Information shown »
-- start --
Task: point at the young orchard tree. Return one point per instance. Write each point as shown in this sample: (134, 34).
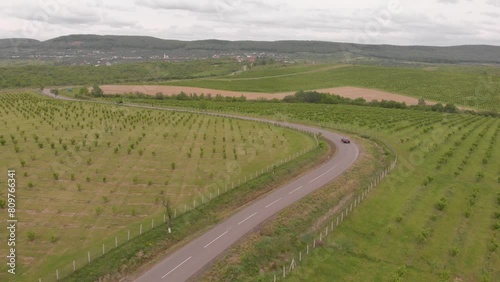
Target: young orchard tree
(167, 203)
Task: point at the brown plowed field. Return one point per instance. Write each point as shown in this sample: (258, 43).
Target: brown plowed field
(348, 92)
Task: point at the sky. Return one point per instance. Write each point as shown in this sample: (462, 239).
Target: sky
(398, 22)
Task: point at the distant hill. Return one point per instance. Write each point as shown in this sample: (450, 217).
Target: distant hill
(147, 46)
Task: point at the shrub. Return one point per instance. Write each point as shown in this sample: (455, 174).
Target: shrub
(54, 238)
(441, 205)
(98, 211)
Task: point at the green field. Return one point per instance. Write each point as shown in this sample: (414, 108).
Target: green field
(87, 172)
(435, 218)
(477, 87)
(42, 75)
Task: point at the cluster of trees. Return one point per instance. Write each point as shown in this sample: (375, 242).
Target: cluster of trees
(95, 92)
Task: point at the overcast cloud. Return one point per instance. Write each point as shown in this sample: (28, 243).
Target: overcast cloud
(401, 22)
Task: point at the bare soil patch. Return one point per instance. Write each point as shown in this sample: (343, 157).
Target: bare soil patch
(348, 92)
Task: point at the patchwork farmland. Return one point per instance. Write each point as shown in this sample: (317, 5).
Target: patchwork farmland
(87, 172)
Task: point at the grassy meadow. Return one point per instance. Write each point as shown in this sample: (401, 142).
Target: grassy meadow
(475, 87)
(87, 172)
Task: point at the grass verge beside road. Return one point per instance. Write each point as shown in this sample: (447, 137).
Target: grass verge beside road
(155, 244)
(281, 238)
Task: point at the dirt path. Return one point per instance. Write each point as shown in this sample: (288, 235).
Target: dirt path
(348, 92)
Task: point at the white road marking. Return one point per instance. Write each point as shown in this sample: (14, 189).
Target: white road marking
(176, 267)
(325, 172)
(246, 219)
(215, 239)
(273, 203)
(291, 192)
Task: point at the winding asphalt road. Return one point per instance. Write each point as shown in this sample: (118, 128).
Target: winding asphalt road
(191, 259)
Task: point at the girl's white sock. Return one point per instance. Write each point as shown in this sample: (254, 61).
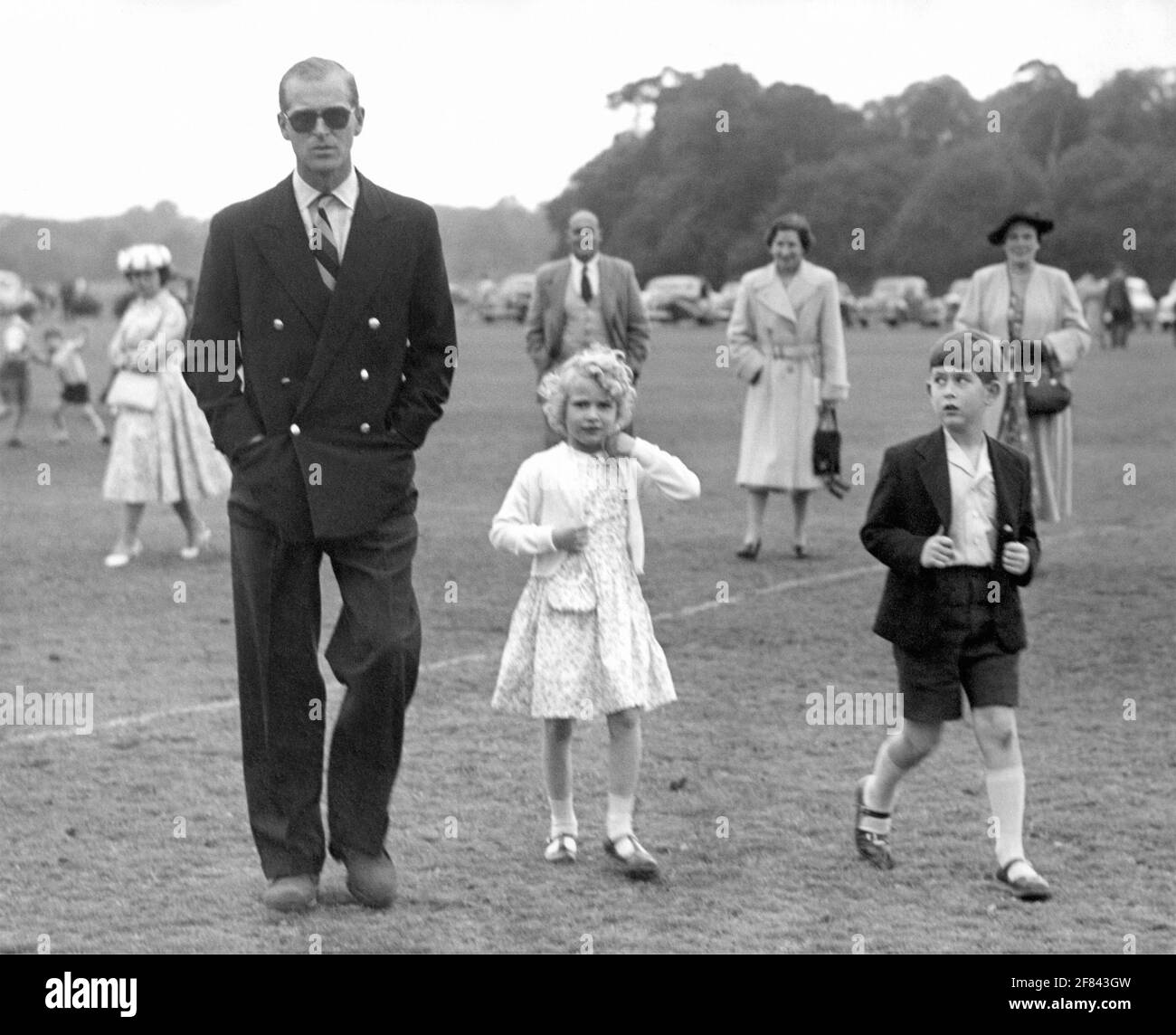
-- end --
Written request »
Copy the material word for word, from the line containing "Task: point at the bare" through the end of the material, both ends included. Leave the pictures out of your answer.

Output of the task »
Task: point at the bare soil patch. Return one point per instance. Write each point as shown in this sample: (343, 157).
Target: bare soil patch
(348, 92)
Task: point at the patchwork farmland. Return one point per instance. Write each point as shown in this sample: (317, 5).
Target: patchwork farmland
(87, 172)
Task: point at the grassy meadow. Return one point per instance. Write each point as shown in this sample: (401, 142).
Target: grassy meadow
(475, 87)
(87, 172)
Task: point at the grass verge beside road. Return one point per instance. Write each point as shown in this sample: (447, 137).
Target: grass verge beside road
(155, 244)
(281, 238)
Task: point at the dirt path. Return one point per instance. Write each point as shown in this sample: (288, 235).
Target: dirt path
(348, 92)
Task: point at the white road marking. Return one point per instance. Write each point as shown in this sample: (14, 189).
Target: white road marking
(176, 267)
(325, 172)
(246, 219)
(215, 239)
(273, 203)
(291, 192)
Task: point at the winding asphalt road. Return one point per instance. Write each point as shown in this sample: (118, 128).
Target: winding asphalt road
(191, 259)
Task: point at the girl's white sock. Return one point per instance. Write each point as shown in this sample: (254, 61).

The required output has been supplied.